Exercise brief: Look through the lines below for the word "mask", and copy every line that has it.
--- Material for the task Enclosed Below ---
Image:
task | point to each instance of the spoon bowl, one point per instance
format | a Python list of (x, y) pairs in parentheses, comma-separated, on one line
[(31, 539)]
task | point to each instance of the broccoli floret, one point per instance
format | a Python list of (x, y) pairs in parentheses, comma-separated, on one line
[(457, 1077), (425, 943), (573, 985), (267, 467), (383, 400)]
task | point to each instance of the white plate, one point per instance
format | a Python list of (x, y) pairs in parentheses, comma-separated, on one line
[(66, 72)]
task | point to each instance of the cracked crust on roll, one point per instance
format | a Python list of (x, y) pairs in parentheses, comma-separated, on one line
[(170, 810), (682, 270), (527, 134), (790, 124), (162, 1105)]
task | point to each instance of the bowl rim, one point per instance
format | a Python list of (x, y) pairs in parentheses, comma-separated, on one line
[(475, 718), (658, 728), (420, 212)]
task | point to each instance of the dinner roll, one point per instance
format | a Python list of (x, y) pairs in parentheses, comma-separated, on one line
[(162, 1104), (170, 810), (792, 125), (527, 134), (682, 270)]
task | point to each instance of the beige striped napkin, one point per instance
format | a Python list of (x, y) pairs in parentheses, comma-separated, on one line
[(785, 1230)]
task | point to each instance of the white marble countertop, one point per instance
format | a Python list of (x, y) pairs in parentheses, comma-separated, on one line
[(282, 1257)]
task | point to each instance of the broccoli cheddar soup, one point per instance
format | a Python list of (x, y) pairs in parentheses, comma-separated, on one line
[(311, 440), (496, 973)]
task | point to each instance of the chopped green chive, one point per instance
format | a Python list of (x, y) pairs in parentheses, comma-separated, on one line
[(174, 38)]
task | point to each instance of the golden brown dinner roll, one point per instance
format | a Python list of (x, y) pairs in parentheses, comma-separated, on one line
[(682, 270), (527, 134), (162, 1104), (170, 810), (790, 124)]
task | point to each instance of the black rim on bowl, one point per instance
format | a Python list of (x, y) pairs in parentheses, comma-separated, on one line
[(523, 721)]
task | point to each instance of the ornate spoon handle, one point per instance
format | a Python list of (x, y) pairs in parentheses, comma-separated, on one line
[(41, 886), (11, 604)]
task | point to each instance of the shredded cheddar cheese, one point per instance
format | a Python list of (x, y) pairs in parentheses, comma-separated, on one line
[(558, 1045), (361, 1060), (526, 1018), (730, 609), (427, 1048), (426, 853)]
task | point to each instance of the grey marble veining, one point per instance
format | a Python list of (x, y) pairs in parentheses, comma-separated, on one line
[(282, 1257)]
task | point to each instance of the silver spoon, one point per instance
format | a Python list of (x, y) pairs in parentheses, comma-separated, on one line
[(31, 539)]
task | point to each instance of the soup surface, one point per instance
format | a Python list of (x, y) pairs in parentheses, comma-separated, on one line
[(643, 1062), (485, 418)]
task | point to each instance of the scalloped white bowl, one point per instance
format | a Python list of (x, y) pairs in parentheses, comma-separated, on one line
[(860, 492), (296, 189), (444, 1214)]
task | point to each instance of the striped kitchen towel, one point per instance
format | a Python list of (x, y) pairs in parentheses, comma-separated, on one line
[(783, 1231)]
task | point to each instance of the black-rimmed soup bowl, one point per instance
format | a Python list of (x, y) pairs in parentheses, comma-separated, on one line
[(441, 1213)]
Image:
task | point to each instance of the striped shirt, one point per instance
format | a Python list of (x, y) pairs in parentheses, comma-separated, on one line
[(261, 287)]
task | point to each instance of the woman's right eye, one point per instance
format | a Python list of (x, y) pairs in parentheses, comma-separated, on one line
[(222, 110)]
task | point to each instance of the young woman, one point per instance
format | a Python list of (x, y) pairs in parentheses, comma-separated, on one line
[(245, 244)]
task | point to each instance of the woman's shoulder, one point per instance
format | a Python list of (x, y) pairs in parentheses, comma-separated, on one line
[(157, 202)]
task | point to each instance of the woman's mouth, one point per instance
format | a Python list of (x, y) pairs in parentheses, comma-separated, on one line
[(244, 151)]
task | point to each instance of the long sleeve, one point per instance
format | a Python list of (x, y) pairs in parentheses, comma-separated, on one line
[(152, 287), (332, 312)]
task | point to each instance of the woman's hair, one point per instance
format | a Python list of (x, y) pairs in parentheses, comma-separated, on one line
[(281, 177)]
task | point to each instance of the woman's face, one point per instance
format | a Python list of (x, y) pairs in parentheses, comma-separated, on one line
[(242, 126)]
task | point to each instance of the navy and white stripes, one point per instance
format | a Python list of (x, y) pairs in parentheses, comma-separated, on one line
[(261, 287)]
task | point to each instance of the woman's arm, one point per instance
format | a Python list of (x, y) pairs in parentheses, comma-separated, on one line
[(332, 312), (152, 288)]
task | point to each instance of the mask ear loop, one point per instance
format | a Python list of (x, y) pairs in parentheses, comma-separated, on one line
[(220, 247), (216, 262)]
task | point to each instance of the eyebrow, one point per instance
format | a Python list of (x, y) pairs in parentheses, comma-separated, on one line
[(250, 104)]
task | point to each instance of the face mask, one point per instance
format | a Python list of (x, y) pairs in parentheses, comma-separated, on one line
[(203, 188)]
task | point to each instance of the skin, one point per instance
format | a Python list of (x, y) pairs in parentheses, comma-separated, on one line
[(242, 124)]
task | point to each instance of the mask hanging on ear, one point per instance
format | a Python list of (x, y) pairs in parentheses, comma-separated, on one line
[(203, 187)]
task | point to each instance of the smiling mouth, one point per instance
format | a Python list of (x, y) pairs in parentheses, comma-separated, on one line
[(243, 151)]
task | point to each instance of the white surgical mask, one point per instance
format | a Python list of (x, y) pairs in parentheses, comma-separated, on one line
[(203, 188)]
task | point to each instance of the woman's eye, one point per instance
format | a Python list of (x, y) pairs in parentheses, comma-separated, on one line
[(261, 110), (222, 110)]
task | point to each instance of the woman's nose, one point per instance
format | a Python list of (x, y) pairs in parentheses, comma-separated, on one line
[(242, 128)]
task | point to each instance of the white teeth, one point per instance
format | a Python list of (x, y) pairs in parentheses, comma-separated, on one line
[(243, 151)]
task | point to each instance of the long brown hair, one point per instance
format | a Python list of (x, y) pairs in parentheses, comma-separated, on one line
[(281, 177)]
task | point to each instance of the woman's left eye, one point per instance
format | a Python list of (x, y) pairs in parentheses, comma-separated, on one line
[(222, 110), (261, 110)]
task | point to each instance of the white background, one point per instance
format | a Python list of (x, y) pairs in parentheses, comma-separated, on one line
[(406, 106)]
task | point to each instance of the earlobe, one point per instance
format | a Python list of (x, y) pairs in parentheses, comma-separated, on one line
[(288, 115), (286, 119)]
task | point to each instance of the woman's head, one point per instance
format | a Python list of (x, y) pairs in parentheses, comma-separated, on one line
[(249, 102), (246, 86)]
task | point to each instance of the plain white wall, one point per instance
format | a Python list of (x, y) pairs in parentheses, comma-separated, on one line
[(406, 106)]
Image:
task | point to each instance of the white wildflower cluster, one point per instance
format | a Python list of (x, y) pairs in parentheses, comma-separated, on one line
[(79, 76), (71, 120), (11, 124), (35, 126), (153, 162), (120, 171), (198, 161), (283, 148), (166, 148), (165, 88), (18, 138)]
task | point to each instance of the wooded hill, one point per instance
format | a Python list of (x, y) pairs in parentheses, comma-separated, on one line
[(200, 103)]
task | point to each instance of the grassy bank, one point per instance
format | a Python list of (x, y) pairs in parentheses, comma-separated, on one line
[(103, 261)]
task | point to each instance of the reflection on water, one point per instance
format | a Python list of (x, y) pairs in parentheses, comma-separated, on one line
--- End of Enclosed Material for the task ---
Exercise output:
task | point to each instance of the mask ear loop, one point per instance
task | point to each instance of the face mask, one point per instance
task | point to each instance of the mask hanging on ear, one point per instance
task | point to each instance of the white surgical mask, one point per instance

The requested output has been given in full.